### WHAT YOU WILL DO
List each line of the records below that contains the string "shelf". Matching is case-sensitive.

[Object position labeling entries]
● ● ● ● ●

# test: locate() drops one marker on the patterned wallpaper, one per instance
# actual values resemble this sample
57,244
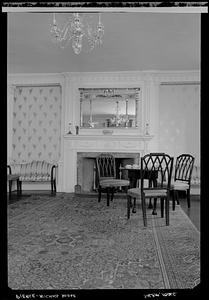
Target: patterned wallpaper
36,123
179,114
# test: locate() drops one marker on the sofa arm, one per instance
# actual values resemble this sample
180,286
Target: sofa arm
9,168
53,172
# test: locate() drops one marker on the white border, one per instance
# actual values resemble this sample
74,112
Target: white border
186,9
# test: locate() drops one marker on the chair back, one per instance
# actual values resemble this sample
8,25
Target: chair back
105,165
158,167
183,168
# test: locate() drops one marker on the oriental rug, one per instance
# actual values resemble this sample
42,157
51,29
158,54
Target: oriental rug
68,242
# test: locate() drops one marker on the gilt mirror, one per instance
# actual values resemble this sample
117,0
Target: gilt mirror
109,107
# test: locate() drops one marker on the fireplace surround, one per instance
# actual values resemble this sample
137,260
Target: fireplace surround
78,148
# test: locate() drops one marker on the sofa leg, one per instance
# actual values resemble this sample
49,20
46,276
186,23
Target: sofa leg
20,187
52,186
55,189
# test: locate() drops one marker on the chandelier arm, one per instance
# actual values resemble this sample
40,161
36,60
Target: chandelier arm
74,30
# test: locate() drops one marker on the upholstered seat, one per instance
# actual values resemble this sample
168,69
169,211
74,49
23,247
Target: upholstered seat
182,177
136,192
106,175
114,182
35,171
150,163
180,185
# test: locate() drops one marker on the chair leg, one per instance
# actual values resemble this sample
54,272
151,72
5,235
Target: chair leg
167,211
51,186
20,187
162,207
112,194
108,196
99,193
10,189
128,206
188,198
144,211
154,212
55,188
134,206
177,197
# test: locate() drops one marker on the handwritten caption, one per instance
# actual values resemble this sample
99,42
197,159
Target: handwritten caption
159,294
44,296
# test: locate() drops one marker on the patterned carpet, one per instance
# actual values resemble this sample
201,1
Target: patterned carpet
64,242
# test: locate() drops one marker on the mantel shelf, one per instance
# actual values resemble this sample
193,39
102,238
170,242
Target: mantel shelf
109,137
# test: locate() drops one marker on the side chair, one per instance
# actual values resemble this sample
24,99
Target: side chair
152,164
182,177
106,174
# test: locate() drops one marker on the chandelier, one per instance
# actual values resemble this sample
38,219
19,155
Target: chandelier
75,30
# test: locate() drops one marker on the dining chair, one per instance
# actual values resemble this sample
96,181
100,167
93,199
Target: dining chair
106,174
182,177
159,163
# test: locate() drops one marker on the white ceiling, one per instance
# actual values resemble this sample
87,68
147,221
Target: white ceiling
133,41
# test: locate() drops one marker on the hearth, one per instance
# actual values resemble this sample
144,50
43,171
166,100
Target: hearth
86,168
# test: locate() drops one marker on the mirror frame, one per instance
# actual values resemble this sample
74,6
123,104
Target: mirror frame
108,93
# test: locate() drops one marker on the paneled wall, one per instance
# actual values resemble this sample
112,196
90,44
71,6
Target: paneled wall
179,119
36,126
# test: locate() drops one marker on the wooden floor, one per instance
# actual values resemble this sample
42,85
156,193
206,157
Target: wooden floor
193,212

● ● ● ● ●

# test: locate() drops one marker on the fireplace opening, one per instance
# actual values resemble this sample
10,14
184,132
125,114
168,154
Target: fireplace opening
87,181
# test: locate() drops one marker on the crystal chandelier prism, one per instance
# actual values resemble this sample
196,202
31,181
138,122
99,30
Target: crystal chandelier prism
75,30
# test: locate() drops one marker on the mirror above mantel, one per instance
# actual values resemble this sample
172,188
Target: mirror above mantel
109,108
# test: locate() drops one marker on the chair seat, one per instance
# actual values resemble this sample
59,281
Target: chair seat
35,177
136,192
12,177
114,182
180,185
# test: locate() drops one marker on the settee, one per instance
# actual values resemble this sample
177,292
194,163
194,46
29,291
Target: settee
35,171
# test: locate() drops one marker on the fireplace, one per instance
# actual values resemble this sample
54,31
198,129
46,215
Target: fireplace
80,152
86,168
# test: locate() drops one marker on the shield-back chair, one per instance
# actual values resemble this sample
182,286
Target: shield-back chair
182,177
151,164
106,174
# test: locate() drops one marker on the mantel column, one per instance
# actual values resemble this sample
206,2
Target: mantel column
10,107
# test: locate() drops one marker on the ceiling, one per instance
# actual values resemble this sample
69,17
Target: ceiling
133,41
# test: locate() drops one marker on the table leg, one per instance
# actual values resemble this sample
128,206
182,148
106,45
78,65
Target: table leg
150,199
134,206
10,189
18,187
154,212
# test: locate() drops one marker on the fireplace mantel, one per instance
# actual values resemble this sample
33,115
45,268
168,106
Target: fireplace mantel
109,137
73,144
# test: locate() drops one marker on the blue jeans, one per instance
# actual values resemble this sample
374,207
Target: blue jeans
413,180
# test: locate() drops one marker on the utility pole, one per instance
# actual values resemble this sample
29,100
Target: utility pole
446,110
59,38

● ● ● ● ●

### TASK OUTPUT
# test: locate() drops one marker on the mantel shelf, one per instance
Target: mantel shelf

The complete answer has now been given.